MATERIAL TO PROCESS:
════════════════
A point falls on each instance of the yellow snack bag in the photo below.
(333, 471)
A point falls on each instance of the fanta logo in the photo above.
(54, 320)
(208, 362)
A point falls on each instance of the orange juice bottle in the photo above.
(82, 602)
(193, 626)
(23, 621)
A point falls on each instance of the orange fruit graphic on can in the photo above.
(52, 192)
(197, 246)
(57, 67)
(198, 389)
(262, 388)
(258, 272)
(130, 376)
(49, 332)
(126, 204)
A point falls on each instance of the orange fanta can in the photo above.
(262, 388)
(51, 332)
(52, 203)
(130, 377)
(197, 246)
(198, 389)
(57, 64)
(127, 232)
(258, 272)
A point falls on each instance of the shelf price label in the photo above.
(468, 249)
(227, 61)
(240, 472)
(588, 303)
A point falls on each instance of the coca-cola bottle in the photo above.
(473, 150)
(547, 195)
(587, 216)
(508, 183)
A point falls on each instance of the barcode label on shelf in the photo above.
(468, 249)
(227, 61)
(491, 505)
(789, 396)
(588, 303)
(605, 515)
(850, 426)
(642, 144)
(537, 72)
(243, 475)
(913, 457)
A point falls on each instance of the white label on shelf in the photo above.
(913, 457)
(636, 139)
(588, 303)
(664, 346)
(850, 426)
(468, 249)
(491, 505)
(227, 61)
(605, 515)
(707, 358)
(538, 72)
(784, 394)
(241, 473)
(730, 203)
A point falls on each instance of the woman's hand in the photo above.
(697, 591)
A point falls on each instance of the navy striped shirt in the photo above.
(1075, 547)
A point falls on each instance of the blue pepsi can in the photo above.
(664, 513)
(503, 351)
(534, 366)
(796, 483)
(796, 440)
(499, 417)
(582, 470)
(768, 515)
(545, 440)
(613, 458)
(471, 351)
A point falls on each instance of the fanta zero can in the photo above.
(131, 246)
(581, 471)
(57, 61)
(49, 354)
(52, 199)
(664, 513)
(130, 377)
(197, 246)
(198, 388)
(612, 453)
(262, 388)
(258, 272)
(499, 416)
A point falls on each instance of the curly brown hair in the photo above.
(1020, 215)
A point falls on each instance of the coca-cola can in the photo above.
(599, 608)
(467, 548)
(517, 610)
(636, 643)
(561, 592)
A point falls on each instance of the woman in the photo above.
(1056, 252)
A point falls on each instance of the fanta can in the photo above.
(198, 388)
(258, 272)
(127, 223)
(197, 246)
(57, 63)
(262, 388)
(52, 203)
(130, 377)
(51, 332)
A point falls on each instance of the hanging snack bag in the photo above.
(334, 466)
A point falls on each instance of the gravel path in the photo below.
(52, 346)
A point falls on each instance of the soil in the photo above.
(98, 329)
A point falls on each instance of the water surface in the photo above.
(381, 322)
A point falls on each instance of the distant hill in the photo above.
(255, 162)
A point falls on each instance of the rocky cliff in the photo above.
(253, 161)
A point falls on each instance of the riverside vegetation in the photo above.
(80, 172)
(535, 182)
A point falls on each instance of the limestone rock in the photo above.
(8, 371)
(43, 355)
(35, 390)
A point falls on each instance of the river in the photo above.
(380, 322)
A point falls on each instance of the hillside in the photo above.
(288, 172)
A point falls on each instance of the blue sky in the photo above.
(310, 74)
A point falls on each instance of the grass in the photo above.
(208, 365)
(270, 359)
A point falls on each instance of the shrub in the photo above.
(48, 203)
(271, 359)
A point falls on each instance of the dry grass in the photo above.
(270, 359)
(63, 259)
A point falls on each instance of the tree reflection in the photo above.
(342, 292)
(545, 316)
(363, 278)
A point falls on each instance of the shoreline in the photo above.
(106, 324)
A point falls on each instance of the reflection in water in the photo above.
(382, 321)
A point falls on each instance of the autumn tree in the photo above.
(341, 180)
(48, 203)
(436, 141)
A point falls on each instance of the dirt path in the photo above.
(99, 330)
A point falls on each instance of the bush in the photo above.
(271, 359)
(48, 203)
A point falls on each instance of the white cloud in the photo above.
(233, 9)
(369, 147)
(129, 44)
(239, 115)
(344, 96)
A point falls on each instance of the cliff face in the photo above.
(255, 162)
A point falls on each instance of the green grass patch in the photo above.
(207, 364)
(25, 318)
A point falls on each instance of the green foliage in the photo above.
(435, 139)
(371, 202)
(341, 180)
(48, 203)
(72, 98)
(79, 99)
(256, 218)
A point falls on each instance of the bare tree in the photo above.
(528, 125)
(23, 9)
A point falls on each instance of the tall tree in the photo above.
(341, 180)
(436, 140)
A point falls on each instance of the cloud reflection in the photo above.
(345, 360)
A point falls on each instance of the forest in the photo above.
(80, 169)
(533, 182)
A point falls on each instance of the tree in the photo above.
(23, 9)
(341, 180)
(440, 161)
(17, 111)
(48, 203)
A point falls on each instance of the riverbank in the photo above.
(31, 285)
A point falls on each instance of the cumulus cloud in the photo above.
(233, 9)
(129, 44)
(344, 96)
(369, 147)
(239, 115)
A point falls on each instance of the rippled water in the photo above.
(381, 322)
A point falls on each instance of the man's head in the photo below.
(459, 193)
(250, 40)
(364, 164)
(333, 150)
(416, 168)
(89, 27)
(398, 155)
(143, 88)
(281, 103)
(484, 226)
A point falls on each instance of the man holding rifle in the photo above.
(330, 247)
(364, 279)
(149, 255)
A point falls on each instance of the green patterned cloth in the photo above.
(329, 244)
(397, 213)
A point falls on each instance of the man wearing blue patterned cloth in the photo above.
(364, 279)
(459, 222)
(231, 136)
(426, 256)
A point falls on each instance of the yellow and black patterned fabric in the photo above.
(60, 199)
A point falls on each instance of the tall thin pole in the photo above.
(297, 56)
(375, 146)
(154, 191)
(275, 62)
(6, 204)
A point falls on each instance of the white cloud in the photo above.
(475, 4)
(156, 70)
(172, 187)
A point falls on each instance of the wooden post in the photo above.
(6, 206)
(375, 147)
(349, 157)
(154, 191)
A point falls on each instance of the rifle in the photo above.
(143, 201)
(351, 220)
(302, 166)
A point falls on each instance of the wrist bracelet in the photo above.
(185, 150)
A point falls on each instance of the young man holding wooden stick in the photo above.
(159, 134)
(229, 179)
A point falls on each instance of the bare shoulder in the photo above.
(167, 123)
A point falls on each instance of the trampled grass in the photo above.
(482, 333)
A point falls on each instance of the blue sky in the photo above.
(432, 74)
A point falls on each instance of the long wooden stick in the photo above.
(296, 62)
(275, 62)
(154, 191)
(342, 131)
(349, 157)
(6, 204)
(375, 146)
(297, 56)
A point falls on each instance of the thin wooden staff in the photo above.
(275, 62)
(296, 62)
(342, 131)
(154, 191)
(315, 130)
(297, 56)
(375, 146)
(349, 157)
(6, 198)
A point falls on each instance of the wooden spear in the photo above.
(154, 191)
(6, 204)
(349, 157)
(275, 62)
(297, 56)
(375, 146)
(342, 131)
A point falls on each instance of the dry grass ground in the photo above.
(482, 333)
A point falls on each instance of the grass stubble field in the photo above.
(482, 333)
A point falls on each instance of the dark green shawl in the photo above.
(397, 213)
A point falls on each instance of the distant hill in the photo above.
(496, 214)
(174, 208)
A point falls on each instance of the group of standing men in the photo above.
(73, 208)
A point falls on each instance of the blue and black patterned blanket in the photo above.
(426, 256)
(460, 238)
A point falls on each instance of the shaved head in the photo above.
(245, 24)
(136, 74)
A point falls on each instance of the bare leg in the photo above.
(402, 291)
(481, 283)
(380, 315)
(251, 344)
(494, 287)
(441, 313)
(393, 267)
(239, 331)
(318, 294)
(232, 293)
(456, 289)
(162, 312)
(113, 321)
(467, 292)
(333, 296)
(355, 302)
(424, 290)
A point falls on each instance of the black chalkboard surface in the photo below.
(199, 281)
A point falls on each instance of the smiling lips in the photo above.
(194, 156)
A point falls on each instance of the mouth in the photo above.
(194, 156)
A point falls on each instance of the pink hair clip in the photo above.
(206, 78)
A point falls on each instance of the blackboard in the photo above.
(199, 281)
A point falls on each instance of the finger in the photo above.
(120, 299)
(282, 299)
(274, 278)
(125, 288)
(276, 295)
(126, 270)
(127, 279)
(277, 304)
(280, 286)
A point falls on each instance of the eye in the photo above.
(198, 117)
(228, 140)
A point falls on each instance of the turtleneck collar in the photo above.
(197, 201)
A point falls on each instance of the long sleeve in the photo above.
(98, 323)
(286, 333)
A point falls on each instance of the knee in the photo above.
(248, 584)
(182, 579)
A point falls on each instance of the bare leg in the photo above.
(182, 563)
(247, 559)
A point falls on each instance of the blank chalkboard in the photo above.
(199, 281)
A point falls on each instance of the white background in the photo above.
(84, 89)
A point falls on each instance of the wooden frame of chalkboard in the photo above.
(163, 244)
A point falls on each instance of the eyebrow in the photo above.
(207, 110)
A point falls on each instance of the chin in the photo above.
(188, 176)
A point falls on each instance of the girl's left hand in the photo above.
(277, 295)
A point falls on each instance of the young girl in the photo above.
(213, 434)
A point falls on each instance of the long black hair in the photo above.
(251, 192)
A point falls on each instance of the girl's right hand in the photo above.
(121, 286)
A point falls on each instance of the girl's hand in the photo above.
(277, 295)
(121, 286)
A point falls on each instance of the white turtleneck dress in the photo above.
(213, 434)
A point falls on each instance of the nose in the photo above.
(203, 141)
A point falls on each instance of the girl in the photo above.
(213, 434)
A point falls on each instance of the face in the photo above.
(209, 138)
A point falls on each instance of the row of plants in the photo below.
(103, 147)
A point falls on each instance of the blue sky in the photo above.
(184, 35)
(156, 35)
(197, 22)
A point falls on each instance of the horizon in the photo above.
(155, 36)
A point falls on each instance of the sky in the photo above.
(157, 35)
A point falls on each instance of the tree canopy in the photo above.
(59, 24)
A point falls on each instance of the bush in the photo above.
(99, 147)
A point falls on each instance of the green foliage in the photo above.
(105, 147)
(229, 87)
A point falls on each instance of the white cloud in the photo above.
════════════════
WHAT YOU HAVE TO DO: Copy out exactly the line holding "A point falls on each instance of the sky" and each line after it through the end of the entries, and leave out everything else.

SOLUTION:
A point falls on each instance of the sky in the photo above.
(157, 35)
A point falls on each instance of the tree canopy in the photo above.
(59, 24)
A point falls on each instance of the bush in the photo above.
(99, 147)
A point falls on each instance of the green foliage in the photo above.
(105, 147)
(229, 87)
A point falls on each instance of the white cloud in the photo above.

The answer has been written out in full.